━━━ EXCERPT PROVIDED
NEW YORK (TheStreet) -- I'm not going to spoon feed you a simple 1-2 or A-B list like so many of the other guys. Sorry. But I believe in not insulting your intelligence. You can read. You deserve context and color in a world of If my friends and I can't understand it, it must not be good reactionary crap. Because that's pretty much all we got in the aftermath of last week's Apple (AAPL)/Beats news.
So, if you're in a hurry, I bold and bullet point the key portions of this article. Otherwise, read the entire thing (both pages) and I elaborate a bit on the two most important outcomes of this deal. Both involve Pandora (P). Both involve a seismic and overwhelmingly positive shift for the fate of the music industry. And, again, Apple situates itself at the forefront ... as the undisputed leader.
Here we go ...
The Apple/Beats hookup underscores the sad reality that Pandora has made all the wrong moves over the last several months. In fact, it should have been laying the groundwork for a more diverse and dynamic strategy long before 2014.
Scroll my recent article history for all the background you need on where Pandora dropped the ball. Then read Google or Yahoo! Buying Pandora Makes a Ton of Sense for a picture of not only how things should shake out, but how they absolutely must transpire if Pandora wants to remain a going concern beyond 2014-15.
I giggle, chuckle and then full blown laugh when I read that Apple/Beats shows the allure of or vindicates Pandora. That's high and wholly misguided humor. Because it's exactly what the people who sold off Pandora stock on the mention of faux Pandora killer should have been saying between 2011 and 2013. But that storyline's old, tired and pretty much dead now. It doesn't hold in 2014. And it doesn't justify the support Pandora shares enjoyed on the Apple/Beats rumor, news, deal .. whatever we called it last week.
━━━━━━
▶ GOALS
1. Repeat the part of the Apple/Beats column between "NEW YORK (TheStreet)" and "the undisputed leader.", inclusive.
2. In the Apple/Beats column, which company do both of the deal's most important outcomes involve?
3. Resume the Apple/Beats column from the point where it stops.
The listing is drawn from a different source than the Apple/Beats column.
━━━ DATASET EXCERPTS
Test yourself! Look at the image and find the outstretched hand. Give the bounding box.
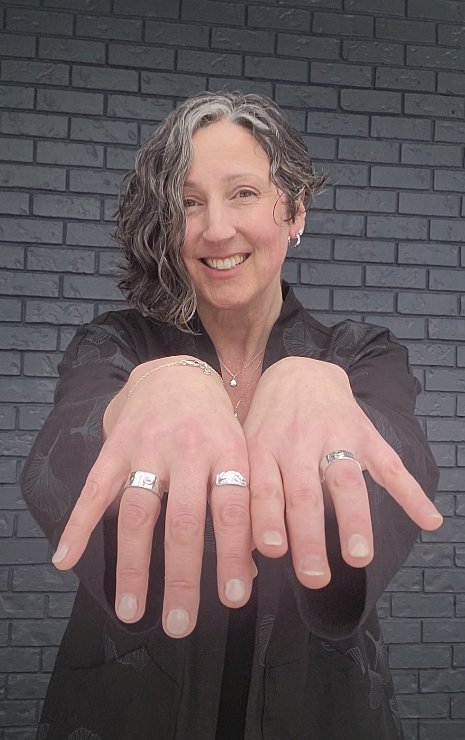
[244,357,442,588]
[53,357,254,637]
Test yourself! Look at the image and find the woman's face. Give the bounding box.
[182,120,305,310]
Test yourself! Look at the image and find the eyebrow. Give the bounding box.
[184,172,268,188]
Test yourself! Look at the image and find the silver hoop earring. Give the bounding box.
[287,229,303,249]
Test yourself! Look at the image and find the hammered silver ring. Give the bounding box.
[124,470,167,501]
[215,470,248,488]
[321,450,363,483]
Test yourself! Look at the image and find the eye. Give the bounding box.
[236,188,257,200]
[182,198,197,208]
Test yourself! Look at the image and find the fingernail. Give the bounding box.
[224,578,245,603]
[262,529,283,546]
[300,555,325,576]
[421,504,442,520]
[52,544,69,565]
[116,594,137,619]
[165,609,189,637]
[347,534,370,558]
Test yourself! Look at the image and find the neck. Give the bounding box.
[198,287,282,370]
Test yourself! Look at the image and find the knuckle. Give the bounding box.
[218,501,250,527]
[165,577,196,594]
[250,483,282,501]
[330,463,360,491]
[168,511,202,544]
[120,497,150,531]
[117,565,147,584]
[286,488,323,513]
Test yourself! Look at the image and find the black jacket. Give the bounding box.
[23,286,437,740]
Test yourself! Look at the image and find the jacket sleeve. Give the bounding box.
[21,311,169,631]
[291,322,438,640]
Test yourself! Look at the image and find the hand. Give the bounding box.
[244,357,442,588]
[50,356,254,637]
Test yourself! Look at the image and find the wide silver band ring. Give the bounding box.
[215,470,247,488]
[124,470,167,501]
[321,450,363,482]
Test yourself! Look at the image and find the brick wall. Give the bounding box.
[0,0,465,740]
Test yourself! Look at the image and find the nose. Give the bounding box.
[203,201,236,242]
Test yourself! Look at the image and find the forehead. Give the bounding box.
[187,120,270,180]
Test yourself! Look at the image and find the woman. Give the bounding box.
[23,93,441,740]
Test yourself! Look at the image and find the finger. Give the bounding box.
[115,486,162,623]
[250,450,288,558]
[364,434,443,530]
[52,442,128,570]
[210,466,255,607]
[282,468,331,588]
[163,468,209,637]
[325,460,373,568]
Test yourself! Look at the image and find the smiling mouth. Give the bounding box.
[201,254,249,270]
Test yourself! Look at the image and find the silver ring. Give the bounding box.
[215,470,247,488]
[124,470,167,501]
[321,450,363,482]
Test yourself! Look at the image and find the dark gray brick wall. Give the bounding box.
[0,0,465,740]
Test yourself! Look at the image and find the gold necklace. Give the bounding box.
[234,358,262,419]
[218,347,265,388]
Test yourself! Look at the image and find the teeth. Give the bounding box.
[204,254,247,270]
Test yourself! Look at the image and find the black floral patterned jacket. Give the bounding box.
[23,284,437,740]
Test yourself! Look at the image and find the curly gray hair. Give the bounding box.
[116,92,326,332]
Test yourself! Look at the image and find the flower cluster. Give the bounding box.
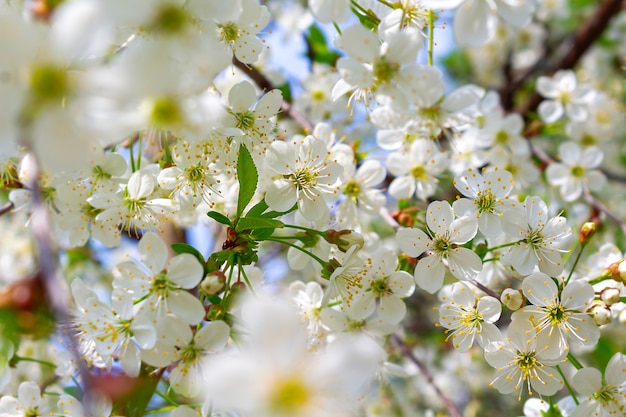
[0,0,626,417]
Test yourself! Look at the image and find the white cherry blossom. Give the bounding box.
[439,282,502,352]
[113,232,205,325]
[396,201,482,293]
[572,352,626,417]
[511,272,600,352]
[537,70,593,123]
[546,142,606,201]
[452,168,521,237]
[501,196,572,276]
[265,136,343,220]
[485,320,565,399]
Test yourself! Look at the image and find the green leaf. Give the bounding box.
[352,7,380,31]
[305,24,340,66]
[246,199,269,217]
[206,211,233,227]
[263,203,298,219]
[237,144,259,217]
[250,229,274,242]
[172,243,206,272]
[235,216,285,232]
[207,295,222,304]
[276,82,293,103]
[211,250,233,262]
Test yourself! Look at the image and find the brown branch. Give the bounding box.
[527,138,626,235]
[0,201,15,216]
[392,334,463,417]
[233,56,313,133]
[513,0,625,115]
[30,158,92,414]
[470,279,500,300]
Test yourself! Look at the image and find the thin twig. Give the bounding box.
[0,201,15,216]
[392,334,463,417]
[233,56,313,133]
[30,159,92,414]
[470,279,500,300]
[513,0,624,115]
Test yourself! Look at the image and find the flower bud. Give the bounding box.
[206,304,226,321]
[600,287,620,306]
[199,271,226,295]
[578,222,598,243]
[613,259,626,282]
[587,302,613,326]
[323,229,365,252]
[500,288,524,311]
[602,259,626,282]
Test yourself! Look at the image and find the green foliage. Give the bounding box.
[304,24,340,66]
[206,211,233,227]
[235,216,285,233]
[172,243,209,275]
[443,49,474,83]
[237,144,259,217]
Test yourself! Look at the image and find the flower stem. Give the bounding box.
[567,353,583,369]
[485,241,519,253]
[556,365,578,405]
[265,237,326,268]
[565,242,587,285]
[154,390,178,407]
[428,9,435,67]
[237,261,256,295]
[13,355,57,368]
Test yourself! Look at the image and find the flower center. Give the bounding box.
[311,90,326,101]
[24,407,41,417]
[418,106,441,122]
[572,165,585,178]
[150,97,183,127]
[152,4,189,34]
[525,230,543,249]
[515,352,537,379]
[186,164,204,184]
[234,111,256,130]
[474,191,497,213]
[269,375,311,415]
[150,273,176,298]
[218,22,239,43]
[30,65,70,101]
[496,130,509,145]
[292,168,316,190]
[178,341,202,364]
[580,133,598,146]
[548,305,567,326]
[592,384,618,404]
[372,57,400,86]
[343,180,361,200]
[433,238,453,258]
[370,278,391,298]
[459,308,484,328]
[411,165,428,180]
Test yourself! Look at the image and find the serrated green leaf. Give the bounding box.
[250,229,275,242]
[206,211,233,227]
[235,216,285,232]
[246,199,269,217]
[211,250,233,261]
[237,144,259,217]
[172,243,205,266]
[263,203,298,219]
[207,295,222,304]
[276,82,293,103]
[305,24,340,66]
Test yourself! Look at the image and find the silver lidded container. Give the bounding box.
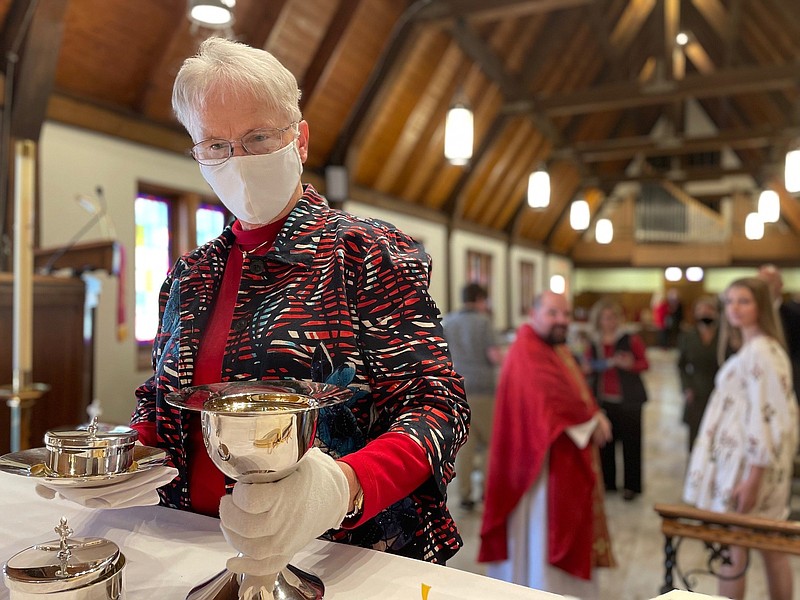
━━━━━━
▶ ANSWERS PER TASK
1.
NEW YORK (TheStreet) -- I'm not going to spoon feed you a simple 1-2 or A-B list like so many of the other guys. Sorry. But I believe in not insulting your intelligence. You can read. You deserve context and color in a world of If my friends and I can't understand it, it must not be good reactionary crap. Because that's pretty much all we got in the aftermath of last week's Apple (AAPL)/Beats news.
So, if you're in a hurry, I bold and bullet point the key portions of this article. Otherwise, read the entire thing (both pages) and I elaborate a bit on the two most important outcomes of this deal. Both involve Pandora (P). Both involve a seismic and overwhelmingly positive shift for the fate of the music industry. And, again, Apple situates itself at the forefront ... as the undisputed leader.

2. Pandora

3.
Pandora did something amazing. It's an accomplishment that took shape long before the company went public and was facilitated/enabled by the introduction of Apple's iPhone. It put a different wrinkle on music radio. While Pandora did not, probably will not and probably shouldn't attempt to replace personality-driven radio, it did redefine the way we consume music via radio and the way advertisers buy time and space in association with it. In that sense, it redefined and disrupted radio. But, again, that's a pre-Pandora IPO phenomenon that going public aided, abetted and intensified. Pandora grew exponentially because going public gave it the resources to fast track the various pieces of human and technological infrastructure it needed to be able to grow exponentially.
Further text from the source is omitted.